──────── Entries supplied

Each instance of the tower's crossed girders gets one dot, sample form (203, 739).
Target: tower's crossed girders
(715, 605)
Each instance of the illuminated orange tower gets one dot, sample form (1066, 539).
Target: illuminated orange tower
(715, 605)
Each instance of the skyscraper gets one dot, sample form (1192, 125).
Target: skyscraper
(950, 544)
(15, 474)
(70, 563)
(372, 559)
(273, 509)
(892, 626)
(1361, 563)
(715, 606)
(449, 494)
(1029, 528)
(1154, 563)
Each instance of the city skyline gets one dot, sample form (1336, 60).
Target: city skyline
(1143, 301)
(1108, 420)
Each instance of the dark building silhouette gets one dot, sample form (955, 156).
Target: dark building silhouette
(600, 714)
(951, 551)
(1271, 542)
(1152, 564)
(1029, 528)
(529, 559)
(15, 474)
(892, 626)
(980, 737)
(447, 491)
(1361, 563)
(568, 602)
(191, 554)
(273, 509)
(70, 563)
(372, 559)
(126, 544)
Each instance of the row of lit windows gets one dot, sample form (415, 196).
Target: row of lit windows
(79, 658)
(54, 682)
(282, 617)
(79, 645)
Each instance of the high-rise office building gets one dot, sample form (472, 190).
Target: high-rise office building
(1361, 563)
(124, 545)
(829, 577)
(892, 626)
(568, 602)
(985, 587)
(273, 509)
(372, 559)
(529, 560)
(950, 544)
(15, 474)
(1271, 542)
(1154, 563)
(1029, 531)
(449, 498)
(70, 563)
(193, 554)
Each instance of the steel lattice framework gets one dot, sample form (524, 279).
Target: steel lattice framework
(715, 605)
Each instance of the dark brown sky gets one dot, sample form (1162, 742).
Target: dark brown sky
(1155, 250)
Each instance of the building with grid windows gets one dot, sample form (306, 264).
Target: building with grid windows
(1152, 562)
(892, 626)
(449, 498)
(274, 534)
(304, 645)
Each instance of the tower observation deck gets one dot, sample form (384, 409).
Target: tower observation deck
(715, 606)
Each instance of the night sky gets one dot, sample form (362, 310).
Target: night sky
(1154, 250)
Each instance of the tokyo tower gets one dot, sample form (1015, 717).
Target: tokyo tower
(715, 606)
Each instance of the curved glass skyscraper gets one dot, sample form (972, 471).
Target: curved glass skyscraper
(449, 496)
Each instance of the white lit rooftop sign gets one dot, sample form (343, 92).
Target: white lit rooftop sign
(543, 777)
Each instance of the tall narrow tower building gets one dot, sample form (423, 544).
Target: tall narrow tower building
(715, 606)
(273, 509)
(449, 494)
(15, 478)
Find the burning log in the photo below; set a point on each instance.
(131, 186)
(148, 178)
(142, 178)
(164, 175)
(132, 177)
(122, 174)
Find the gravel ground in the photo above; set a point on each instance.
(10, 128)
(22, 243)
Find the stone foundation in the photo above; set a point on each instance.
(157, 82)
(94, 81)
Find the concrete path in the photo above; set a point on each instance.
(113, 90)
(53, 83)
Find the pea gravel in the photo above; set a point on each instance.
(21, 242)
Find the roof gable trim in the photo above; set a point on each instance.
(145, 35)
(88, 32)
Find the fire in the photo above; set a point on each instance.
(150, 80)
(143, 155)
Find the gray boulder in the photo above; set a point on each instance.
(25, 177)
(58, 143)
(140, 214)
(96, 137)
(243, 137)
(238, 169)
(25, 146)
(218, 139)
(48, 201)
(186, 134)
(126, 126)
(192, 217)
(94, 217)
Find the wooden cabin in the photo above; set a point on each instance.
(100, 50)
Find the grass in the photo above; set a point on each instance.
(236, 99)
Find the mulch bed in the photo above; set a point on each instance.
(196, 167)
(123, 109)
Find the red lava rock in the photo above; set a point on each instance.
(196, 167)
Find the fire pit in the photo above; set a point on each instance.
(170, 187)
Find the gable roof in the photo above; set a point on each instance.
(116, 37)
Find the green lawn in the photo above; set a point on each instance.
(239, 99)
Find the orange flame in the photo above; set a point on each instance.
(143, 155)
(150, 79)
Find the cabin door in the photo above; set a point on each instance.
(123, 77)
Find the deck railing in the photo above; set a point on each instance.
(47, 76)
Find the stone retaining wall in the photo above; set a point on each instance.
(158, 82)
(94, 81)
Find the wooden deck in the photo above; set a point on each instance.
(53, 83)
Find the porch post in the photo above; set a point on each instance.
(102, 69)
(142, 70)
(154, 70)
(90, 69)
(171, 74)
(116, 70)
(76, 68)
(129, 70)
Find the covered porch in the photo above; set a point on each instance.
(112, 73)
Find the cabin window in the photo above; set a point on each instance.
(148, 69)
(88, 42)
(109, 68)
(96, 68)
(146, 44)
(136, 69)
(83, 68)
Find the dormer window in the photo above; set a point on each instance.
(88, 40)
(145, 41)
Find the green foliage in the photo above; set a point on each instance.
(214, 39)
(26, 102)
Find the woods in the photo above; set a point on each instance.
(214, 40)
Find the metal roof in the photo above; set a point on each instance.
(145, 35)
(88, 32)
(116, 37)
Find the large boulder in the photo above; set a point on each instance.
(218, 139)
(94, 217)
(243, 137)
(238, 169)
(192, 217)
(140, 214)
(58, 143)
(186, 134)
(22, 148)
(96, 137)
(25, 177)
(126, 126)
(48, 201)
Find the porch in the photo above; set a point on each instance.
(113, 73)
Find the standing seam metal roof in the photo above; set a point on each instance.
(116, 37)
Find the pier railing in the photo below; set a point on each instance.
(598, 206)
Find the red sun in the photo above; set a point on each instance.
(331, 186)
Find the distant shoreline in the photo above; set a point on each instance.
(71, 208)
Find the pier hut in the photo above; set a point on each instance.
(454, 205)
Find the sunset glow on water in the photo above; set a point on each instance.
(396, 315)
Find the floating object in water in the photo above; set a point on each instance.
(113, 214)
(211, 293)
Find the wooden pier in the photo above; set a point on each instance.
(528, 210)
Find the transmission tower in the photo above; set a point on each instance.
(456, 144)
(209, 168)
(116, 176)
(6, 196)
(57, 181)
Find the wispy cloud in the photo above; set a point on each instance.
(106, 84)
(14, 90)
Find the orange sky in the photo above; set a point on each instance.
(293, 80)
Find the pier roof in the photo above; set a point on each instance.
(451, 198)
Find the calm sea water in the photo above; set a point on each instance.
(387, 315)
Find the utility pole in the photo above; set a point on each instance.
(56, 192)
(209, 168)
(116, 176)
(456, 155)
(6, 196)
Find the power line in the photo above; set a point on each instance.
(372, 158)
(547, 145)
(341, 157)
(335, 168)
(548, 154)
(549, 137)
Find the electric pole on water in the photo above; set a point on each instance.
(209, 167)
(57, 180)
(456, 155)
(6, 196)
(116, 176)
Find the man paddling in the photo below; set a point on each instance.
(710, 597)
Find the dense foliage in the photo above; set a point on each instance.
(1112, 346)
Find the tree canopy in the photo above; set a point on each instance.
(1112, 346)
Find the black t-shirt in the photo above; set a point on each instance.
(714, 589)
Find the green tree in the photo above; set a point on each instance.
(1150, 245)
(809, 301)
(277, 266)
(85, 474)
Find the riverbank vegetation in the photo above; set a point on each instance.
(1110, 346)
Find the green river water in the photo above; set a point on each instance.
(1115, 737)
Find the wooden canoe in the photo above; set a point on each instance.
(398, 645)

────────────────

**Your instructions:** Repeat every record, keeping each word and mark exactly as it is.

**Exercise response:**
Each instance of the tower's crossed girders gets one dot, sample form (203, 739).
Target: tower's crossed girders
(715, 605)
Each instance of the illuminated orange tower gets one dot, sample form (1066, 539).
Target: illuminated orange tower
(715, 605)
Each instance of the skyscraper gets one dot, sample form (1192, 125).
Target: skyscraper
(950, 544)
(15, 474)
(70, 563)
(372, 559)
(273, 509)
(892, 626)
(1361, 563)
(715, 606)
(449, 494)
(1029, 528)
(1154, 563)
Each instance of the city skyline gets one dot, sample form (1336, 60).
Target: city skyline
(1143, 301)
(1108, 420)
Each instance of the dark building silhouette gets one dot, sample form (955, 156).
Target: dark building silhouette
(600, 714)
(951, 551)
(1271, 542)
(1152, 564)
(1029, 528)
(529, 559)
(15, 474)
(892, 626)
(980, 737)
(447, 491)
(1361, 563)
(568, 602)
(191, 554)
(273, 509)
(70, 563)
(372, 559)
(126, 544)
Each instance of the row of lit windows gets one dot, sample form (415, 196).
Target: row of lit windows
(79, 658)
(54, 682)
(282, 617)
(79, 645)
Each instance of the high-rise office building gets one dot, sample form (472, 190).
Target: high-rise office building
(1361, 563)
(124, 545)
(829, 577)
(892, 626)
(568, 602)
(985, 587)
(273, 509)
(372, 559)
(529, 560)
(950, 544)
(15, 474)
(1271, 542)
(1154, 563)
(1029, 531)
(449, 498)
(70, 563)
(193, 554)
Each instance of the steel lattice framework gets one dot, sample form (524, 279).
Target: steel lattice framework
(715, 605)
Each instance of the dark brown sky gets one dot, sample form (1162, 742).
Target: dark brown sky
(1155, 250)
Each instance of the building with grid windows gets one dot, sample form (306, 264).
Target: building with grid windows
(1152, 562)
(892, 626)
(449, 498)
(274, 534)
(304, 645)
Each instance of the tower observation deck gets one dot, sample form (384, 409).
Target: tower observation deck
(715, 606)
Each instance of the night sky gets one dot, sample form (362, 310).
Target: night sky
(1154, 250)
Each instance of the tokyo tower gets one dot, sample form (1015, 717).
Target: tokyo tower
(715, 606)
Each instance of the curved glass skyscraper gets one dot, sample form (972, 471).
Target: curved glass skyscraper
(449, 496)
Each instance of the white lit rooftop sign gets one dot, sample form (343, 92).
Target: white lit rooftop sign
(543, 777)
Each instance of the tall narrow tower building gets one dot, sample form (423, 544).
Target: tall narrow tower building
(715, 606)
(273, 509)
(449, 494)
(15, 478)
Find the burning log in the photo below; set a point on each instance.
(131, 186)
(148, 178)
(142, 178)
(164, 175)
(132, 177)
(122, 174)
Find the gravel ground in the photo above; set a point on each instance.
(10, 128)
(22, 243)
Find the stone foundation in the photo above; set a point on each instance.
(157, 82)
(94, 81)
Find the concrete path in the photo above; set a point on each instance.
(113, 90)
(53, 83)
Find the pea gravel in the photo above; set a point on each instance.
(21, 242)
Find the roof gable trim in the photo above; set a point on each instance.
(145, 35)
(88, 32)
Find the fire in the photo above; set a point on each instance.
(150, 80)
(143, 155)
Find the gray boulder in the photo above; set a point on each instance.
(25, 177)
(58, 143)
(140, 214)
(96, 137)
(243, 137)
(238, 169)
(25, 146)
(218, 139)
(48, 201)
(186, 134)
(126, 126)
(192, 217)
(94, 217)
Find the wooden cabin in the photo above; set a point on each instance.
(100, 50)
Find the grass in the photo above; set a point on each instance.
(236, 99)
Find the mulch bed in the photo above; set a point on each instance.
(196, 167)
(123, 109)
Find the red lava rock in the photo above; set a point on each instance.
(196, 167)
Find the fire pit in the photo above; set a point on each instance.
(170, 187)
Find the gable roof in the photo above; set a point on each instance.
(116, 37)
Find the green lawn in the photo above; set a point on each instance.
(239, 99)
Find the orange flame in the photo above; set a point on each instance.
(143, 155)
(150, 79)
Find the cabin door in the photo above; set a point on each instance.
(123, 77)
Find the deck railing in the photo above; set a point on each instance.
(47, 76)
Find the stone retaining wall in the photo above; set a point on each instance.
(158, 82)
(94, 81)
Find the wooden deck in the photo above; set a point on each instance.
(53, 83)
Find the porch post in the photo above; set a point on each instance.
(102, 69)
(142, 70)
(154, 70)
(90, 69)
(171, 74)
(116, 70)
(76, 68)
(129, 70)
Find the covered porch in the photo above; set a point on each instance.
(112, 73)
Find the cabin window in the photo above; set a point on each instance.
(148, 69)
(88, 42)
(109, 68)
(96, 68)
(146, 44)
(136, 69)
(83, 68)
Find the dormer window in the photo above; set a point on each instance.
(88, 40)
(145, 41)
Find the green foliage in the photo above; set a point on each instance.
(214, 39)
(26, 102)
Find the woods in the photo above; set a point on each instance.
(214, 40)
Find the metal roof in the photo above; set a point on each instance.
(145, 35)
(88, 32)
(116, 37)
Find the large boulder in the photo above; set a point on each instance.
(218, 139)
(94, 217)
(243, 137)
(238, 169)
(192, 217)
(140, 214)
(58, 143)
(186, 134)
(22, 148)
(96, 137)
(25, 177)
(126, 126)
(48, 201)
Find the porch in the photo above; set a point on each instance.
(113, 73)
Find the standing seam metal roof in the photo above; set a point on each instance.
(116, 37)
Find the pier railing in the photo below; set a point on each instance.
(598, 206)
Find the red sun in the photo above; set a point on each instance.
(331, 186)
Find the distant shoreline in the photo above; set a point on each instance.
(71, 208)
Find the pier hut in the photo above; set a point on each instance.
(454, 205)
Find the sunset glow on water in the photo above; set a point on each instance.
(396, 315)
Find the floating object in water in the photo above; set a point on each instance.
(113, 214)
(211, 293)
Find the wooden pier in the photo above; set a point on each instance.
(528, 210)
Find the transmission tower in the photo above; set a point on each instance.
(456, 144)
(209, 168)
(116, 176)
(6, 196)
(57, 181)
Find the wispy cloud in the photo above; set a point on each instance.
(106, 84)
(14, 90)
Find the orange sky in the photo above; set a point on each instance.
(293, 80)
Find the pier roof in the photo above; set a point on each instance.
(451, 198)
Find the calm sea water in the photo above; set a point on each instance.
(387, 315)
Find the utility pole in the photo above; set a point on each instance.
(56, 192)
(209, 168)
(116, 176)
(456, 155)
(6, 196)
Find the power line in the photo above; set a point on each instance.
(372, 158)
(547, 145)
(341, 157)
(335, 168)
(548, 154)
(549, 137)
Find the electric pole on water in the photo above; set a point on each instance.
(209, 167)
(57, 180)
(456, 155)
(6, 196)
(116, 176)
Find the man paddling in the photo below; set a point on each instance.
(710, 597)
Find the dense foliage in the photo above; set a point on each instance.
(1112, 346)
Find the tree canopy in the photo above; set a point on each instance.
(1112, 346)
Find the black t-shirt in the photo above; set a point on each instance.
(714, 589)
Find the green tree in the photo above; set a point on each instance.
(1150, 245)
(809, 301)
(277, 266)
(85, 474)
Find the riverbank vegetation in the photo above; set a point on each instance.
(1110, 346)
Find the green river water in the photo above; set a point on each instance.
(1115, 737)
Find the wooden canoe in the photo above; set a point on each instance.
(398, 645)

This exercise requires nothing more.